#### Text excerpt
BEGIN

"If precedence is an issue, why are my answers correct?"
Precedence, particularly when typed sloppily the way you did, is but one issue that would have flubbed the math in your pseudo-physics. (Ask your college for a refund on your degrees.)
But more importantly, your answers are not correct, with multiple errors in both your math and physics compounding the incorrectness.
[1] Although you managed to correctly calculate the free-fall time (9.23 s) and what the velocity would have been at that time (90.4 m/s), re-using that same velocity to calculate a distance at a new time (14.74 s) with the equation d=vt is wrong, because it plugs in the velocity as if it were constant from 0 to 14.74, when it wasn't. (Physics: grade F)
[2] You managed to divide the distance you were calculating by 2 for no apparent reason, so even that distance (666.7 meters) is wrong. (Math: grade F)
[3] If you really wanted to know how far something would fall in 14.74 seconds, the proper equation to use:
d = (1/2)a t^2
d = (1/2)(9.8)(m/s^2) * (14.75 s)^2
d = (1/2)(9.8)(14.75)^2 m
d = (1/2)(9.8)(217.56) m
d = 1066 m
[4] Coming up with a ratio of the distance it could have traveled in ~14 seconds to the distance it did travel (assuming the 3 errors above weren't in your work) might not have been bad.
- Your wrong ratio was (666.7 m) / 417 m = 1.60
- The ratio for a constant velocity should have been (1333.4 m)/(417 m) = 3.2, but this is also meaningless.
- The ratio you sought was (1066 m)/(417 m) = 2.55
But no. You came up with a totally assinine & deft of meaning conclusion:
"Hence, if the South Tower fell at "free-fall speed" it would have fallen about [corrected: 2.55] times as far as it actually did fall in that time."

END

#### Records from a dataset
BEGIN

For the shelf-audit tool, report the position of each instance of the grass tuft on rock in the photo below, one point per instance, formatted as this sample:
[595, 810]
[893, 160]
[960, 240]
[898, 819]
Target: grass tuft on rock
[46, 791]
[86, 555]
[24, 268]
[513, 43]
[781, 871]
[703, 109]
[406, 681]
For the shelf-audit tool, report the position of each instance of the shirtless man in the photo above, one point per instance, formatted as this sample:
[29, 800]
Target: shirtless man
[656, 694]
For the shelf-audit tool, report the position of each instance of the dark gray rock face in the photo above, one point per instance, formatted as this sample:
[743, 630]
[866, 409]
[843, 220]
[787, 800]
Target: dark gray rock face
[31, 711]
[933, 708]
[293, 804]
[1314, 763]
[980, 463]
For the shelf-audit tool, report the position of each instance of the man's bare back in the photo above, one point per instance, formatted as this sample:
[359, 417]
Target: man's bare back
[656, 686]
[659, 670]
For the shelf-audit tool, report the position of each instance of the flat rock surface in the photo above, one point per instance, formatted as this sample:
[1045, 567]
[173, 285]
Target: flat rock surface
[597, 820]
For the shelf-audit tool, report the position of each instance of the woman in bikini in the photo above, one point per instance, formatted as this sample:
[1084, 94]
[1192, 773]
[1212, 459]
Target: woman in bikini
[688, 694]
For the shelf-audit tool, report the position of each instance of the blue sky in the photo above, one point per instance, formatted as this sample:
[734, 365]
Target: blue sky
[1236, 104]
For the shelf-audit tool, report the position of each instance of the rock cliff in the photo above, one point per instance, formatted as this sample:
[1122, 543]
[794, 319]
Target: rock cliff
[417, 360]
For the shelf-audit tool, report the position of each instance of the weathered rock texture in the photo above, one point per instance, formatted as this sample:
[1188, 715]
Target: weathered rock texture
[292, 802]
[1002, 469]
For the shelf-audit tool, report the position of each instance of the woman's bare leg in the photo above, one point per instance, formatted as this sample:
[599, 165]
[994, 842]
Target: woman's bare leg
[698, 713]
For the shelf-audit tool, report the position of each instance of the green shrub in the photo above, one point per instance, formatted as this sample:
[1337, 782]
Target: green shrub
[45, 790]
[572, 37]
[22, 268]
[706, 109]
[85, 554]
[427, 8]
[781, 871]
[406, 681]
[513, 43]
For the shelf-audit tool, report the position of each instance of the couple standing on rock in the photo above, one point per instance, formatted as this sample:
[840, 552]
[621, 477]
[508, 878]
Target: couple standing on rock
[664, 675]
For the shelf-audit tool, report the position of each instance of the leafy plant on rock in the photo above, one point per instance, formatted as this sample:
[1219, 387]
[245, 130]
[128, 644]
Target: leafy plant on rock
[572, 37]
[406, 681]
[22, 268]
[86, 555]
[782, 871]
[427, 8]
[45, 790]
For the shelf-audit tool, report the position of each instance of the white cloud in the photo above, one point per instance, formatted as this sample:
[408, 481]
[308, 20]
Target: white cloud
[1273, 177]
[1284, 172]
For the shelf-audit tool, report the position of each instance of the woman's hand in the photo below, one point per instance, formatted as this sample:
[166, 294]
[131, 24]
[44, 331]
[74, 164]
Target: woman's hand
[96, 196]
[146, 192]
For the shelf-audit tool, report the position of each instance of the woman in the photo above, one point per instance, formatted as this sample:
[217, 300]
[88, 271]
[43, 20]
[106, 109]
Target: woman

END

#### What you will do
1: In the forum reply on free-fall calculations, what free-fall time does the reply say was calculated correctly?
2: Carry on the forum reply on free-fall calculations, picking up after its last sentence.

#### Task responses
1: 9.23 seconds.

2:
Your saying it should have fallen (1066 - 417=) 649 meters below street level.
[5] In addition to the above 4 gross errors in your math and physics, you can't seem to accept that a building collapse could happen in stages, some fast and some slow. You always want to lead us astray by starting the clock at some arbitrary point in time, stopping it at another, and saying everything that happened in the middle was uniform and consistent.
The above answers your question 1. Your question 2 isn't relevant either to the issue at hand or to your understanding. You can't even get calculation precedence correct much less notation; you refuse to provide an unambiguous notation (e.g., image of something from an equation editor like in Word). You wouldn't know what to do with my answer. You're just wasting my time so that your team in the Q group will have time to address your other errors.
Be a man of your word. Be done with me.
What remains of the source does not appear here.